▶ _WORK INSTRUCTIONS_
1. In the forum thread about the analyzer, what filter is listed for the pipeDelim analyzer?
2. Copy the stretch of the forum thread from "Is something wrong" through "be much appreciated.", keeping its wording unchanged.

▶ _SOURCE_
======
Question on Analyzer Not Working

Scott_Decker · January 17, 2012, 8:39pm

Hey All,

have a quick analyzer question.

We have an index analyzer setup like this:
index:
analysis:
analyzer:
pipeDelim:
tokenizer: pattern
pattern: |
filter: [lowercase]

And we then index a document using this analyzer, like this field:

entities: {

analyzer: pipeDelim
type: string

}

when we query, I would expect this query to work:
query: {

bool: {
    must: [
        {
            term: {
                entities: kobe bryant
            }
        }
        {
            match_all: { }
        }
    ]
}

}

but it does not

if I do this query, it works though:
query: {

bool: {
    must: [
        {
            query_string: {
                default_field: entities
                query: kobe bryant
            }
        }
        {
            match_all: { }
        }
    ]
}

}

Is something wrong in the index setup perhaps? Seems like this should
match on a term query, since when the document was written, our field
may look like
Kobe Bryant|Kobe|Bryant
and Kobe Bryant is one of the terms, if the analyzer for the pipe
delimiter worked correctly

Any help would be much appreciated.
======
▶ _RECORDED INFORMATION_
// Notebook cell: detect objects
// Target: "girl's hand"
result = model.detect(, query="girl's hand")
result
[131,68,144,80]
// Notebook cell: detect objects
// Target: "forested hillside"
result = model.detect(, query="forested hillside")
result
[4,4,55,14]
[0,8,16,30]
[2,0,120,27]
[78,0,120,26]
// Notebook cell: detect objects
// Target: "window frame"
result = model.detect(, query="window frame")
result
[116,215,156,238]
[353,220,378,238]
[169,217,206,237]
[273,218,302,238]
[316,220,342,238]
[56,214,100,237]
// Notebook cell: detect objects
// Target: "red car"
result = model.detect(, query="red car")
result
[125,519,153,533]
======
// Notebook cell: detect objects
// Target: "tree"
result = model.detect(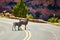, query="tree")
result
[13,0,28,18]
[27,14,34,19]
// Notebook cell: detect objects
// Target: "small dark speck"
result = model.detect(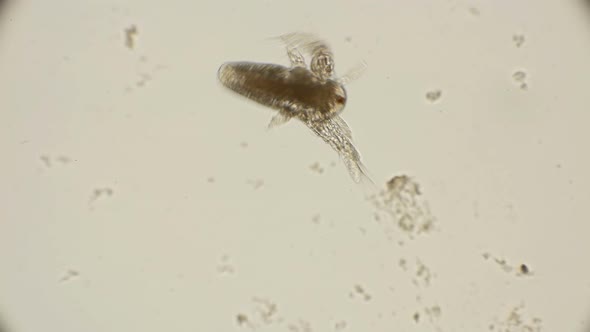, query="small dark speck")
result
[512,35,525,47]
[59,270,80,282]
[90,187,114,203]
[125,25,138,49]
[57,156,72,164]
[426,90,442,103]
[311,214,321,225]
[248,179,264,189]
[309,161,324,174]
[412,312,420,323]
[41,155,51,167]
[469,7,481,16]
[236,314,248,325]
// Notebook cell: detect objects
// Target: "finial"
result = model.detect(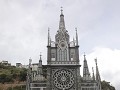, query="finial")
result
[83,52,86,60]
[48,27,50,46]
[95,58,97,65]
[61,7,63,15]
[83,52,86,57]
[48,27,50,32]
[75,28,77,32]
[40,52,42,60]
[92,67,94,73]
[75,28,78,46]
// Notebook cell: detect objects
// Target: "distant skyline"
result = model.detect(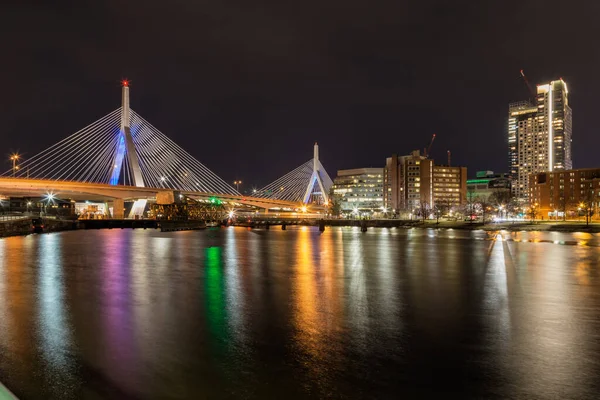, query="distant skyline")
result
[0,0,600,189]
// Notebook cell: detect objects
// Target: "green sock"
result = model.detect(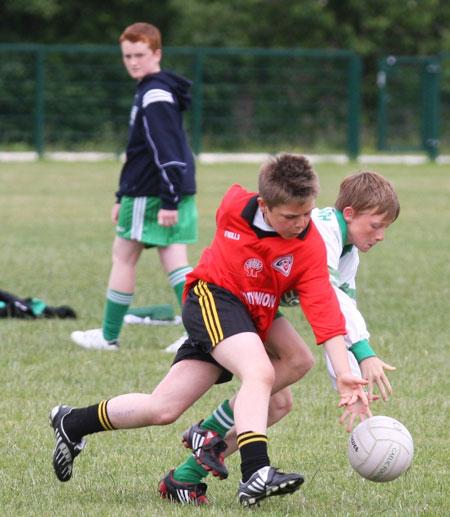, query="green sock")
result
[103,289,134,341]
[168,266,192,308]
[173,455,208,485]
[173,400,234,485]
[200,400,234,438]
======
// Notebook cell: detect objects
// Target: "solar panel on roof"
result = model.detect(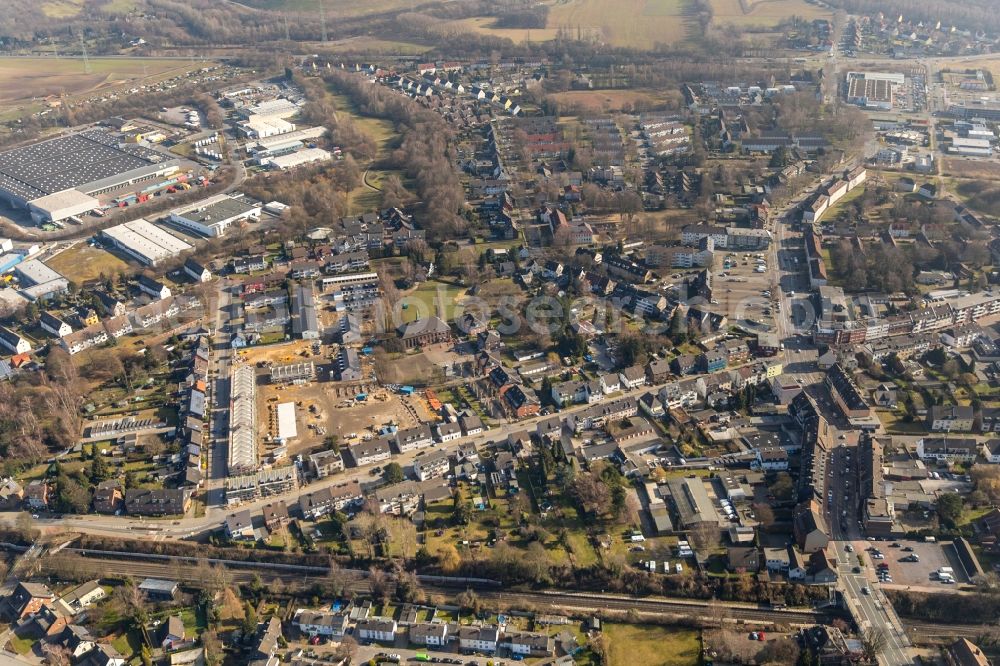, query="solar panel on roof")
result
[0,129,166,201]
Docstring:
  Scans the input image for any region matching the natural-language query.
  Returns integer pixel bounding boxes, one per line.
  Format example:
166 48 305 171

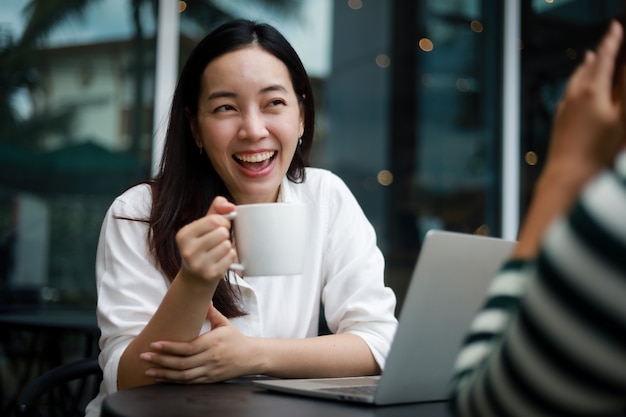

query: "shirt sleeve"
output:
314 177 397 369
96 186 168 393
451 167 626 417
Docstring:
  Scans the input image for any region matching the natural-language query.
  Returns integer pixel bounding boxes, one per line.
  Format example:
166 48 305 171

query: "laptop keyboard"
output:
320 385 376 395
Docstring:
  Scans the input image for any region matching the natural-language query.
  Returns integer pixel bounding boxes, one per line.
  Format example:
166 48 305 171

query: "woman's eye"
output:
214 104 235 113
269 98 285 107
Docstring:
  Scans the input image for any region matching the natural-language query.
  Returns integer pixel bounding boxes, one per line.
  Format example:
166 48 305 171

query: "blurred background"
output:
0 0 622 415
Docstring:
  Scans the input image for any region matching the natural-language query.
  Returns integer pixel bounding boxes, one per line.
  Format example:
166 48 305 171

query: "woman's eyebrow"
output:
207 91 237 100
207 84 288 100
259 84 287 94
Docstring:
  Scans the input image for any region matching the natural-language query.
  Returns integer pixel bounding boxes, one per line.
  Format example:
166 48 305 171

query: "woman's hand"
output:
======
▶ _RESPONSES BY TASK_
1. The lowercase filter.

2.
Is something wrong in the index setup perhaps? Seems like this should
match on a term query, since when the document was written, our field
may look like
Kobe Bryant|Kobe|Bryant
and Kobe Bryant is one of the terms, if the analyzer for the pipe
delimiter worked correctly

Any help would be much appreciated.